» **Exercise details**: Please render the records below as a Markdown table with the columns Row and Line, giving each nonblank line its own numbered row in order. Leave the pictures out of the table.

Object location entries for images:
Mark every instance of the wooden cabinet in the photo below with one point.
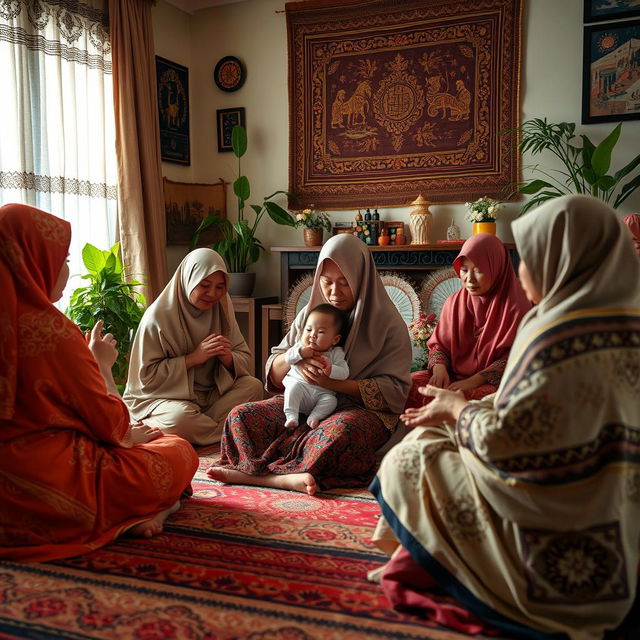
(295, 261)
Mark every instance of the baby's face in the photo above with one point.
(320, 332)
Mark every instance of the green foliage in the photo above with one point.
(239, 246)
(110, 299)
(586, 166)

» **Output of the exercise**:
| Row | Line |
|---|---|
| 1 | Mark every instance of the wooden cabinet in the photo below with one point. |
| 2 | (295, 261) |
| 3 | Mark every instance of the baby's face in the photo above with one point. |
| 4 | (320, 332) |
| 5 | Mark every instance of the green foliage in the photo above with one point. |
| 6 | (239, 246) |
| 7 | (110, 299) |
| 8 | (586, 166) |